WRITTEN PROBLEM
Your task is to quote the material that follows, in full and exactly.

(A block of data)
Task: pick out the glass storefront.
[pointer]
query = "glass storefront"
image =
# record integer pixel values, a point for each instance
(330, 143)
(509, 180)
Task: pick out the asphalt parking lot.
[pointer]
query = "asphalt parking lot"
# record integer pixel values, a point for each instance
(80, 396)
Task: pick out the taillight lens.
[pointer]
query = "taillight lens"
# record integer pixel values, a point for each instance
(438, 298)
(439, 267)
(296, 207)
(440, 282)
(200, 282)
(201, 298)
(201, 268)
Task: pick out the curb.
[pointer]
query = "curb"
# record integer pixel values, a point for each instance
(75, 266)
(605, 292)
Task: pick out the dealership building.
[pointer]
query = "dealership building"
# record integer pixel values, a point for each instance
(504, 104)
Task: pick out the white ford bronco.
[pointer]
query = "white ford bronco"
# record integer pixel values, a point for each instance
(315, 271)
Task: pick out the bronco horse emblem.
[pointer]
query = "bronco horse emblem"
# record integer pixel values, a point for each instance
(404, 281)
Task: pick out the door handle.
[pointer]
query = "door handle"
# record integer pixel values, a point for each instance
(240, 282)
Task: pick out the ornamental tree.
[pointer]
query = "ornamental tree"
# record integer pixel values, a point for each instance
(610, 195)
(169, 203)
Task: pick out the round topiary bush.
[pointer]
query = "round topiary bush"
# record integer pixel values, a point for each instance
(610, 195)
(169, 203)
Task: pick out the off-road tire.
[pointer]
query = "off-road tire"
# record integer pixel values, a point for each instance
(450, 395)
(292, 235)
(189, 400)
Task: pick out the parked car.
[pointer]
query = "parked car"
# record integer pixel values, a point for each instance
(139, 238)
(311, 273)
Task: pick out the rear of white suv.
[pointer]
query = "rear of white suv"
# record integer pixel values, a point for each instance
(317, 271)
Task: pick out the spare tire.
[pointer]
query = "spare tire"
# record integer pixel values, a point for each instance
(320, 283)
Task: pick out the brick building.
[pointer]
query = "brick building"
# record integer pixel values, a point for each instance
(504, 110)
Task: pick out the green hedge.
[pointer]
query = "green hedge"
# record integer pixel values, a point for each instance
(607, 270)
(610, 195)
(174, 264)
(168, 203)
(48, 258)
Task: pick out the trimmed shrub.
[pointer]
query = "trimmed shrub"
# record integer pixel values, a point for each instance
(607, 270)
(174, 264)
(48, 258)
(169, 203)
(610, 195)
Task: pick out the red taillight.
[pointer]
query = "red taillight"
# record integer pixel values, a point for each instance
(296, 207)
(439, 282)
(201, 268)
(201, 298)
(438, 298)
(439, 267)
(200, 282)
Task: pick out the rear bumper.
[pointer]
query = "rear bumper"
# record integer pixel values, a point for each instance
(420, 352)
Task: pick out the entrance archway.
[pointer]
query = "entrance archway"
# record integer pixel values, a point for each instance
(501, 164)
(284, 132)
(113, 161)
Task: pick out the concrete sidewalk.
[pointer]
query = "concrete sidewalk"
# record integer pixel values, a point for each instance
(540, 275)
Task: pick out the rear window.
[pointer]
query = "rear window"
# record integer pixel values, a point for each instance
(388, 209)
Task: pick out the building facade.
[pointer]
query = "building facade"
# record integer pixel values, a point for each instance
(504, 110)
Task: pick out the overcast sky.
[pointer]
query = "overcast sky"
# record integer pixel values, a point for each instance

PROBLEM SOLUTION
Task: pick out the glass storefront.
[pointer]
query = "glass storefront"
image =
# record integer pixel values, a point for each instance
(330, 143)
(509, 180)
Task: pick out the asphalt parking lot.
[pointer]
query = "asphalt parking lot"
# record integer pixel values, a point for each instance
(80, 396)
Task: pick out the taillight lens.
[pointer]
query = "taillight lens"
# record integer pixel values, a point for each instance
(438, 298)
(439, 267)
(296, 207)
(440, 282)
(200, 282)
(201, 298)
(201, 268)
Task: pick out the curb.
[pointer]
query = "curb"
# record integer pixel values, a point for each instance
(75, 266)
(605, 292)
Task: pick out the dealership building.
[pointer]
query = "dealership building"
# record integer pixel values, a point for each instance
(504, 104)
Task: pick out the white ford bronco.
[pointer]
query = "white ford bronco"
# record integer pixel values, a point for each instance
(315, 271)
Task: pick out the bronco horse emblem.
[pointer]
query = "bronco horse emblem"
# record integer pixel values, a point for each instance
(404, 281)
Task: pick out the door handle.
[pointer]
query = "door handle"
# record integer pixel values, a point for each instance
(240, 282)
Task: pick out the ornamental tree.
[pointer]
query = "ornamental tree"
# record integer pixel values, a point for each instance
(610, 195)
(169, 203)
Task: pick out the round topiary bush.
[pointer]
query = "round topiary bush"
# record integer pixel values, a point for each instance
(610, 195)
(169, 203)
Task: pick out the off-road tire.
[pointer]
query = "off-road tire"
# record integer pixel values, a point for each instance
(450, 395)
(292, 235)
(189, 400)
Task: pick out the parked car.
[pointer]
query = "parked car"
# record integer pixel values, a point for each instance
(139, 238)
(311, 273)
Task: pick out the rear of white suv.
[pointer]
query = "rear of white suv"
# record integer pixel values, a point for each instance
(317, 271)
Task: pick out the spare tire.
[pointer]
query = "spare tire"
# record integer pixel values, a point for each instance
(320, 283)
Task: pick out the brick building.
[pointer]
query = "brick building"
# record integer pixel values, a point for each instance
(504, 110)
Task: pick out the green hedge.
[pointer]
query = "green hedge"
# record integer pixel values, a point for each instance
(607, 270)
(610, 195)
(174, 264)
(168, 203)
(48, 258)
Task: pick out the trimmed shrub.
[pointer]
query = "trimmed shrub"
# record integer pixel values, a point for each instance
(607, 270)
(174, 264)
(48, 258)
(169, 203)
(610, 195)
Task: pick out the red taillight.
[pointer]
query = "red taillight"
# record integer pixel values, a point for each instance
(296, 207)
(439, 282)
(201, 268)
(201, 298)
(438, 298)
(439, 267)
(200, 282)
Task: pick out the rear bumper.
[pointer]
query = "rear bumper"
# record integer pixel values, a point for each instance
(420, 352)
Task: pick out the entrance archway.
[pointer]
query = "entrance archway"
# record integer pixel values, a point for each instance
(501, 164)
(284, 132)
(113, 161)
Task: pick out the concrete sidewalk.
[pointer]
query = "concrete sidewalk"
# record integer pixel values, a point for each instance
(540, 275)
Task: pick out the rear window.
[pointer]
query = "rear window"
# record integer pixel values, a point for each instance
(388, 209)
Task: pick out the building facade.
[pointer]
query = "building facade"
# record integer pixel values, a point for each instance
(504, 110)
Task: pick out the overcast sky.
[pointer]
query = "overcast sky"
# record integer pixel values, a point for each instance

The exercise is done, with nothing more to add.